Document segment.
:::::
Providing health care is like building a house. The task requires experts, expensive equipment and materials, and a huge amount of coördination. Imagine that, instead of paying a contractor to pull a team together and keep them on track, you paid an electrician for every outlet he recommends, a plumber for every faucet, and a carpenter for every cabinet. Would you be surprised if you got a house with a thousand outlets, faucets, and cabinets, at three times the cost you expected, and the whole thing fell apart a couple of years later? Getting the country’s best electrician on the job (he trained at Harvard, somebody tells you) isn’t going to solve this problem. Nor will changing the person who writes him the check.

This last point is vital. Activists and policymakers spend an inordinate amount of time arguing about whether the solution to high medical costs is to have government or private insurance companies write the checks. Here’s how this whole debate goes. Advocates of a public option say government financing would save the most money by having leaner administrative costs and forcing doctors and hospitals to take lower payments than they get from private insurance. Opponents say doctors would skimp, quit, or game the system, and make us wait in line for our care; they maintain that private insurers are better at policing doctors. No, the skeptics say: all insurance companies do is reject applicants who need health care and stall on paying their bills. Then we have the economists who say that the people who should pay the doctors are the ones who use them. Have consumers pay with their own dollars, make sure that they have some “skin in the game,” and then they’ll get the care they deserve. These arguments miss the main issue. When it comes to making care better and cheaper, changing who pays the doctor will make no more difference than changing who pays the electrician. The lesson of the high-quality, low-cost communities is that someone has to be accountable for the totality of care.
:::::
Data under study.
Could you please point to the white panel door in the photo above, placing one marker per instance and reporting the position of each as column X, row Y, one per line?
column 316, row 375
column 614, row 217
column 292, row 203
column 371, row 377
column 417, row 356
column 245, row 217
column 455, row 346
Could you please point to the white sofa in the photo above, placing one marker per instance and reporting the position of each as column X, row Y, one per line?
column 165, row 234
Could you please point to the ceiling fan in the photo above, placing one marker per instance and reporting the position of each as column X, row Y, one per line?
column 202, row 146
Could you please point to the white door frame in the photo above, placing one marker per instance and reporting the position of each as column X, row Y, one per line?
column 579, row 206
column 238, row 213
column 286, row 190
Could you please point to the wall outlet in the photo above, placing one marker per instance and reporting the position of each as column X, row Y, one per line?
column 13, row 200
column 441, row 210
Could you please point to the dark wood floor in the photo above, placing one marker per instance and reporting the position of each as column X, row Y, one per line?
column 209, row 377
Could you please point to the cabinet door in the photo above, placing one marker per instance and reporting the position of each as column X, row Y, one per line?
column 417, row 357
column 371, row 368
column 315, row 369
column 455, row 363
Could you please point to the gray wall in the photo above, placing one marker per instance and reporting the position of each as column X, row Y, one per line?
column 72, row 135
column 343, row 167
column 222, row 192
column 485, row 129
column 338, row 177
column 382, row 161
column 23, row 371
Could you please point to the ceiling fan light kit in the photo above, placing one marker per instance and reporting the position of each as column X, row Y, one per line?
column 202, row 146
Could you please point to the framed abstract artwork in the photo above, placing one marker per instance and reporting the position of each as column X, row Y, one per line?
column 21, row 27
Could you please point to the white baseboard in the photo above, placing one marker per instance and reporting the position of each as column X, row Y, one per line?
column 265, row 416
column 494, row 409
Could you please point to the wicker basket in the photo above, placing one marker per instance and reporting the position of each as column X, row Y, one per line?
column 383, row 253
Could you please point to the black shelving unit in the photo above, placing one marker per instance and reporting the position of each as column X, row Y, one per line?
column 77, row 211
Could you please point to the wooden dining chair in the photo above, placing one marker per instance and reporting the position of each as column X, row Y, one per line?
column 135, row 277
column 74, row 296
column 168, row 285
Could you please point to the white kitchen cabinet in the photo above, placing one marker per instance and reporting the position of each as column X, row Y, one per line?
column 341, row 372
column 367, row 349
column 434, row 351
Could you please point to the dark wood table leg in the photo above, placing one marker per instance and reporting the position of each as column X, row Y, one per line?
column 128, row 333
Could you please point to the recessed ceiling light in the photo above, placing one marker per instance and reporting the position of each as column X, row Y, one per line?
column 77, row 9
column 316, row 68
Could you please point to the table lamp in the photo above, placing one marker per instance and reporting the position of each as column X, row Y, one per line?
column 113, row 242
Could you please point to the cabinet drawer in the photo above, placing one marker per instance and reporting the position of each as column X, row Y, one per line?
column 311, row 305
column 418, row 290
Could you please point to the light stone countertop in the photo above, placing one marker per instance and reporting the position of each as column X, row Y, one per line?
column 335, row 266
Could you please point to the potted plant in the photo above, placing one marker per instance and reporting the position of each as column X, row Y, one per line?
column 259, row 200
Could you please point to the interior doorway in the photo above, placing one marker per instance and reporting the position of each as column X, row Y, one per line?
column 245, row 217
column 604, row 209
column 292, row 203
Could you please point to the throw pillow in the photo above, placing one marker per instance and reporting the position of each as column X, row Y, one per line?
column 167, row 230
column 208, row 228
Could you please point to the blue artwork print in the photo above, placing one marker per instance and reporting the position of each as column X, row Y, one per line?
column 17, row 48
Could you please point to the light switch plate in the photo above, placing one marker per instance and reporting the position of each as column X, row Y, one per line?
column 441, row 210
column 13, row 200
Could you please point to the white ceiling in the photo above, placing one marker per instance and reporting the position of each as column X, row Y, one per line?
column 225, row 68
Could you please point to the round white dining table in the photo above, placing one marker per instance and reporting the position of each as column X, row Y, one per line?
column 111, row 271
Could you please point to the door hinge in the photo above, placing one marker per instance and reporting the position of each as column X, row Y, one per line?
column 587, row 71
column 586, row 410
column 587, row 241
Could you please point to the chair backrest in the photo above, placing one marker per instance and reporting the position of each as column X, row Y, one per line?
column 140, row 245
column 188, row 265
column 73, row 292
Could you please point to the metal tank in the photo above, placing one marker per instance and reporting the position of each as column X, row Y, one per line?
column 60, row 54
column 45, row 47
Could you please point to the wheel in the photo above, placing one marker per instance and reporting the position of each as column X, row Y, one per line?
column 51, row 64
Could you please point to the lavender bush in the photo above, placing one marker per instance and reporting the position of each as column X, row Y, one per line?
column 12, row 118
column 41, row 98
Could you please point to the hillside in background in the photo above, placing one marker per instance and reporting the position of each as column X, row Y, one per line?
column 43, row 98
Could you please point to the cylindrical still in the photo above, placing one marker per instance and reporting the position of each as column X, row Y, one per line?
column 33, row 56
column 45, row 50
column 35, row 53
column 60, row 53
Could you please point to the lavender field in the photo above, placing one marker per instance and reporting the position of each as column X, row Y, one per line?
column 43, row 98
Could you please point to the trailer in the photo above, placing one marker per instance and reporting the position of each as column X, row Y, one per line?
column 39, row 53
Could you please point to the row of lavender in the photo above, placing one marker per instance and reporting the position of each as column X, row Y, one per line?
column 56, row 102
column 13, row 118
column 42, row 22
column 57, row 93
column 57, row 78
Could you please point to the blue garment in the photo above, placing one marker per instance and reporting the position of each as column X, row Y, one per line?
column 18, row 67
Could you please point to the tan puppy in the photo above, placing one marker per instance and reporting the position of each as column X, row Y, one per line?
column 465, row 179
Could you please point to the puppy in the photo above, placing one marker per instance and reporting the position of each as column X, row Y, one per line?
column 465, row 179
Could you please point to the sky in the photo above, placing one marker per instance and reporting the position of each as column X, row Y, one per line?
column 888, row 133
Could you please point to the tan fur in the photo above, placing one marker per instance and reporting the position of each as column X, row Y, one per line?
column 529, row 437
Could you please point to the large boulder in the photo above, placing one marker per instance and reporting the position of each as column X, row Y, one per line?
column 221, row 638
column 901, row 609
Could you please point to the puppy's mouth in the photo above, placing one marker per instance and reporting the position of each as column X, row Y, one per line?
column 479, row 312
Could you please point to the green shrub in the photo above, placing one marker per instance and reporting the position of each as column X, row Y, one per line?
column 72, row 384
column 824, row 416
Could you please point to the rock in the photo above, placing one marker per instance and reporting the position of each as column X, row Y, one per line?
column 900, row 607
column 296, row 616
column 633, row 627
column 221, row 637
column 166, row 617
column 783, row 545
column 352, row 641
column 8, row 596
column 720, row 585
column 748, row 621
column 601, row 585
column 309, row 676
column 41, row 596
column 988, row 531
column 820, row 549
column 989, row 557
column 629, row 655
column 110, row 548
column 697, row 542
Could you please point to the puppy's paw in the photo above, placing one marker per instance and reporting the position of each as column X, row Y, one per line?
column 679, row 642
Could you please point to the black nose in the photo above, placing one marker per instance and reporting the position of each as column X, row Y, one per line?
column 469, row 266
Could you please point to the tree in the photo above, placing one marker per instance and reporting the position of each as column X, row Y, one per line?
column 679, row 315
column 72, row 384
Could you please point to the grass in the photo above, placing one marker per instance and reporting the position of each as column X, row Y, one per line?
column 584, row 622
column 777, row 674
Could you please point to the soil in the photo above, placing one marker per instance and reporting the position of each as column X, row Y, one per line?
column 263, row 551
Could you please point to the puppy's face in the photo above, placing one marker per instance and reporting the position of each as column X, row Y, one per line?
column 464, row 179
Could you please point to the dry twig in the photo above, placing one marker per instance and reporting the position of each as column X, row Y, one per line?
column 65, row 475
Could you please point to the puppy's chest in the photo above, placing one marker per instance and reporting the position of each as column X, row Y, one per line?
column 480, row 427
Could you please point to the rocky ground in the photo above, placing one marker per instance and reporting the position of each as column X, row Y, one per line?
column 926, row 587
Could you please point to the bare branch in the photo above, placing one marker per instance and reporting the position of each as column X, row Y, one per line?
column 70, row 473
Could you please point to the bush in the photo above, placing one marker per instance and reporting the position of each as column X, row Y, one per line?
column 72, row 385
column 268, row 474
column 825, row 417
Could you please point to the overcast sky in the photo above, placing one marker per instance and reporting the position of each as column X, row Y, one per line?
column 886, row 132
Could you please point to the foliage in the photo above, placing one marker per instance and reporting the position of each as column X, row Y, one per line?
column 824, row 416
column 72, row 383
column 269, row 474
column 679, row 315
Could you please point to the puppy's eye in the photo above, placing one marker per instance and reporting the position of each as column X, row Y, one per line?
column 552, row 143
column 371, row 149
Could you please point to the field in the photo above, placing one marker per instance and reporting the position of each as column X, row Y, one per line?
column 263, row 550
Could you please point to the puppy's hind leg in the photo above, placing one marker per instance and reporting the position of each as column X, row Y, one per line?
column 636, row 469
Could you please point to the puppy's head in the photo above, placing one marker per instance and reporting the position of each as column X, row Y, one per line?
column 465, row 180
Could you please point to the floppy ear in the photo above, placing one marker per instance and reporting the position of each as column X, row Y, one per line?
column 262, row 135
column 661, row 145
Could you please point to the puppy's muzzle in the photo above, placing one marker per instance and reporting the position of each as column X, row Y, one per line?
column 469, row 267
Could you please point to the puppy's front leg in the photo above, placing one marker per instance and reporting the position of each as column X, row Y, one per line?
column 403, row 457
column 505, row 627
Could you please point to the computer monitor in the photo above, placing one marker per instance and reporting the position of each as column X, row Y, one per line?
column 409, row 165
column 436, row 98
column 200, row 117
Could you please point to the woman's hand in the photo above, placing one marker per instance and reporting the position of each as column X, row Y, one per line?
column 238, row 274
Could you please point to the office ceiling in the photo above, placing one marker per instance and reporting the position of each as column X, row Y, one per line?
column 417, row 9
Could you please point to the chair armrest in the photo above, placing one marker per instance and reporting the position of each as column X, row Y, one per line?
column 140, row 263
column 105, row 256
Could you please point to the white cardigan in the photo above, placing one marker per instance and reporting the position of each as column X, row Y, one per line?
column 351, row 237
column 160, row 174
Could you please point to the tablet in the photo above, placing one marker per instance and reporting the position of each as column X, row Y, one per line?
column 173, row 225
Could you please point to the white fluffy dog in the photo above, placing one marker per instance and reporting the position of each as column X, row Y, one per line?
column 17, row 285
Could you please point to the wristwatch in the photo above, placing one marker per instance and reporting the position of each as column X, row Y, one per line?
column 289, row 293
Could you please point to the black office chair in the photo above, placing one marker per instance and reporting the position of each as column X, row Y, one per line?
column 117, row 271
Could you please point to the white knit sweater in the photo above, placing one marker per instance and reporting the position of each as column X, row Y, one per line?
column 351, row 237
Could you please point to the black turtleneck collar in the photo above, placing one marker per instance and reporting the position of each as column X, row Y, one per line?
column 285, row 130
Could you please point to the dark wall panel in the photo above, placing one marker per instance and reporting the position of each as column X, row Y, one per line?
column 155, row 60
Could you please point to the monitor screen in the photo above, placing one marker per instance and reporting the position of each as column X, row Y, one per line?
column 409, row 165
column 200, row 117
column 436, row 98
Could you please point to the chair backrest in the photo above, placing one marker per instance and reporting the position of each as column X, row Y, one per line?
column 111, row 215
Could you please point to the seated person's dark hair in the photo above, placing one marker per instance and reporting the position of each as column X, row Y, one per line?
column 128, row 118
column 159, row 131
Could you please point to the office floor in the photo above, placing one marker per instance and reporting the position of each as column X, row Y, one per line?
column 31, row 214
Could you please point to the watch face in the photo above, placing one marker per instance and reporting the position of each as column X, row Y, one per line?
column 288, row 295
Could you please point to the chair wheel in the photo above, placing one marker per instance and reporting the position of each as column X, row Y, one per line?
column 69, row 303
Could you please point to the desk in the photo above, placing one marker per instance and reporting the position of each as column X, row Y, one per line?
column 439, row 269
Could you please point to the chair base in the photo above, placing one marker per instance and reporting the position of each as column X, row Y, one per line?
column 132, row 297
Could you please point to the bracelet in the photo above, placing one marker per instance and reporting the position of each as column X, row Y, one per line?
:::::
Work request 1. In the passage on health care costs, what do opponents of a public option say private insurers are better at?
Work request 2. Write the next part of the passage on health care costs, starting after its final sentence.

Written answer 1. Policing doctors.

Written answer 2.
I used to want to be a doctor myself, until I almost flunked chemistry freshman year of college. I was idealistic about helping people, fascinated by the science of medicine, and also knew that doctors made a good living. I suppose most people who become doctors are driven by similar factors, but I've always thought that the barriers to entry were so high that they'd weed out anyone who wasn't driven most by wanting to be a heroic lifesaver-- there are easier ways for smart, driven people to make a doctor's salary, after all. But I guess being heroic isn't enough for some doctors nowadays, at least not without a lot of reinforcement of that ethic from one's peers. Sad.

3 comments:

Anonymous said...

I'm a doctor myself (still in residency though). The toughest residencies to get into are the ones with least amount of work for most amount of money. I have close to $300k in school loans. While it's true that the reason why one goes into medicine (for some) is for heroic and altruistic reasons later on reality sets in and you have to pay back those loans somehow (usually at the same time when you're trying to start a family). If it wasn't for the loans I'd be happy to do what I am doing for half the pay. If medical reimbursements are cut back they should also cut back cost of getting a medical education.

Madame X said...

Agreed-- I know the loans must be a killer for most people. Just to be clear, I'm not at all saying that doctors shouldn't be very well-paid-- I think they provide an incredibly important service that requires a huge amount of education and deserve to be well-rewarded for it. But I'd like to think that could be possible without the kind of abuse of the system that this article describes.

Jerry said...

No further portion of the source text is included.